● Aim 1: From the text about John III of Navarre, duplicate the part that opens with the words containing "He and Catherine" and closes with "in Romanic language.".
● Aim 2: In the text about John III of Navarre, on what date were John III and Catherine crowned as monarchs in Pamplona?

● Text shown:
>>
John III (; 1469 – 14 June 1516) was jure uxoris King of Navarre from 1484 until his death, as husband and co-ruler with Queen Catherine.

He was a son of Alain I, Lord of Albret and his wife Frances, Countess of Périgord.

King of Navarre

Marriage to Queen Catherine and accession to the throne
He became King of Navarre and Count of Foix by virtue of his 1484 marriage to Queen Catherine (1470–1517), successor of her brother Francis Phoebus in 1483. He shared with Catherine tasks related to the government of the kingdom, but his rule was marked by the guardianship of Catherine's mother Magdalena de Valois up to 1494—she died in 1495—and persistent diplomatic and military pressure of Ferdinand II of Aragon over the Crown of Navarre, supported on the ground by the Beaumont party of Navarre.

He and Catherine were crowned as monarchs in Pamplona on 10 January 1494. In the run-up to the ceremony, Louis of Beaumont—count of Lerín—had taken over and ransacked the stronghold. On Christmas 1493, the count blocked the access of the king and queen to the capital city, but after a fleeting peace agreement was reached, the ceremony was held. In the week-long festival following the crowning ceremony, John III and his father are referred to in Basque language verses as Labrit, their usual naming in Navarre—also at Olite in 1493, document written in Romanic language.
<<
● Dataset:
>>
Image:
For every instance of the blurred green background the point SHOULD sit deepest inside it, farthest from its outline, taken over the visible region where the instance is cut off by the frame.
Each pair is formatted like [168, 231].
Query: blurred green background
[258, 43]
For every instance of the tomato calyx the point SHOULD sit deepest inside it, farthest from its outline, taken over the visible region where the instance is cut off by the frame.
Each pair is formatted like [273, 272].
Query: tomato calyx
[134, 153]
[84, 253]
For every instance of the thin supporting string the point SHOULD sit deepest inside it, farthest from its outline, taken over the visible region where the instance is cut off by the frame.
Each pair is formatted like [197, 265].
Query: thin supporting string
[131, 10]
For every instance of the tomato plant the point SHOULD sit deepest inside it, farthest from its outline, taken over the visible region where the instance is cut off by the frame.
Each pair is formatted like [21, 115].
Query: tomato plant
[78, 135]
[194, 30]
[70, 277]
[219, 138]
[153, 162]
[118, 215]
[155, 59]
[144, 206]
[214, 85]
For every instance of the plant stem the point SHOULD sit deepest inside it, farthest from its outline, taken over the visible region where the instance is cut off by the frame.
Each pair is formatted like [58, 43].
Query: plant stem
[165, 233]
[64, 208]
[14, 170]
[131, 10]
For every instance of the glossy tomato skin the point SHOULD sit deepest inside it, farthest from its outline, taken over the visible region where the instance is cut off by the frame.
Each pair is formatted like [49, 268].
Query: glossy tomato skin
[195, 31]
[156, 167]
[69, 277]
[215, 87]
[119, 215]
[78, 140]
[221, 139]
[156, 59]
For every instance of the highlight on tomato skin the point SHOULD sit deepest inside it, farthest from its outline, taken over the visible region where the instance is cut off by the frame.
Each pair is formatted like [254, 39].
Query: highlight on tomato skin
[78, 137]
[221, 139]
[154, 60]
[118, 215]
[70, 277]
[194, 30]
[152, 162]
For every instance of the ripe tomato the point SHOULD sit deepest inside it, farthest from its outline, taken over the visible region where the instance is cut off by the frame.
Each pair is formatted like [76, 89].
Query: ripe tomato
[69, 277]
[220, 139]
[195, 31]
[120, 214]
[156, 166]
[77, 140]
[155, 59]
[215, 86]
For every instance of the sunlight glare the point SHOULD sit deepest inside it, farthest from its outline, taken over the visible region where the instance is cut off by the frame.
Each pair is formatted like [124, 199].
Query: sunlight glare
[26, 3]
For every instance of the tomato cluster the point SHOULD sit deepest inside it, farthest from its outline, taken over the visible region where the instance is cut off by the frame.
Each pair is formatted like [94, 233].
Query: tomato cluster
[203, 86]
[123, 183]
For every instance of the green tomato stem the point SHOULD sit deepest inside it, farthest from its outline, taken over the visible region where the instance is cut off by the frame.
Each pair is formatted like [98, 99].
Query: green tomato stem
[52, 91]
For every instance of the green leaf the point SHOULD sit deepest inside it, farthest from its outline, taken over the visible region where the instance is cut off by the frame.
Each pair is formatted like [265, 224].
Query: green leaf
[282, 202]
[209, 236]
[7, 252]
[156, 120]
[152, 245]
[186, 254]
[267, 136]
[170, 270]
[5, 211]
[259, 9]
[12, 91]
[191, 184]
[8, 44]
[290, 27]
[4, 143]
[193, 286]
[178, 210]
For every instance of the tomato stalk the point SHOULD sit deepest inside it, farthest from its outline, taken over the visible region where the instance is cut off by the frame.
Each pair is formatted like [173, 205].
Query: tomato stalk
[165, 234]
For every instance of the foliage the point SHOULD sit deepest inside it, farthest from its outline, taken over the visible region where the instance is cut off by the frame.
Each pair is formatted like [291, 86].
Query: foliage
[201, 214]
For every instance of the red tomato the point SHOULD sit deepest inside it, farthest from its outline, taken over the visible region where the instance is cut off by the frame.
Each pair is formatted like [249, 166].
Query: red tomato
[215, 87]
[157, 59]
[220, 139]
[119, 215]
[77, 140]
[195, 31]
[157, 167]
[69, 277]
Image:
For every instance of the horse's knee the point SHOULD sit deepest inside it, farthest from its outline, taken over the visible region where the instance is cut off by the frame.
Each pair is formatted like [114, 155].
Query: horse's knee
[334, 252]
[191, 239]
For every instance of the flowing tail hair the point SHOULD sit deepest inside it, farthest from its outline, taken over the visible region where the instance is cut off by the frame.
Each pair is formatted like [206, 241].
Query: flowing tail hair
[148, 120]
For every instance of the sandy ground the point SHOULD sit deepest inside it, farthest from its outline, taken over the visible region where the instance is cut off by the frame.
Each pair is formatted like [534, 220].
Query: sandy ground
<<
● Full output 1:
He and Catherine were crowned as monarchs in Pamplona on 10 January 1494. In the run-up to the ceremony, Louis of Beaumont—count of Lerín—had taken over and ransacked the stronghold. On Christmas 1493, the count blocked the access of the king and queen to the capital city, but after a fleeting peace agreement was reached, the ceremony was held. In the week-long festival following the crowning ceremony, John III and his father are referred to in Basque language verses as Labrit, their usual naming in Navarre—also at Olite in 1493, document written in Romanic language.

● Full output 2: 10 January 1494.